## WHAT NEEDS TO BE DONE
Answer these questions from the text below on pretreating the reaction layer:
(a) When is pretreatment typically conducted?
(b) Under what condition may the membrane be treated before the composite membrane is assembled?
(c) Which patent discloses a useful method of binding reagents of a molecular nature?

## EXTRACT TO READ
○ ○ ○ ○ ○
Although treatment of the reaction layer with a suitable reagent(s) may be
performed at the time at which diagnostic tests are to be performed,
including addition of the test reagent(s) both immediately preceding and
following introduction of the sample containing the analyte to the
well(s), the present invention is expected to have greatest applicaion to,
and a preferred embodiment includes, a composite membrane in which the
reaction layer has been pretreated with at least one test reagent.
Typically, pretreatment is conducted after the composite membrane has been
sealed to the wells but before the device is shipped to a user. If the
reagent(s) is not heat sensitive, the membrane may be treated before
assembling the composite membrane.
A useful method of binding reagents of a molecular nature, especially
macromolecules, and particularly those of a biological nature, is
disclosed in U.S. Pat. No. 4,693,985, specifically incorporated herein by
reference. This patent describes a method for immobilizing a wide range of
biologically active substances as acceptor molecules on active membranes.
○ ○ ○ ○ ○
## AVAILABLE DATA
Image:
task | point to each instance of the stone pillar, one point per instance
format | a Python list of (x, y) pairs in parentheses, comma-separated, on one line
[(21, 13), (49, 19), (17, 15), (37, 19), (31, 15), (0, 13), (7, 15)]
○ ○ ○ ○ ○
## ANSWER BELOW
(a) After the composite membrane has been sealed to the wells but before the device is shipped to a user.
(b) If the reagent(s) is not heat sensitive.
(c) U.S. Pat. No. 4,693,985.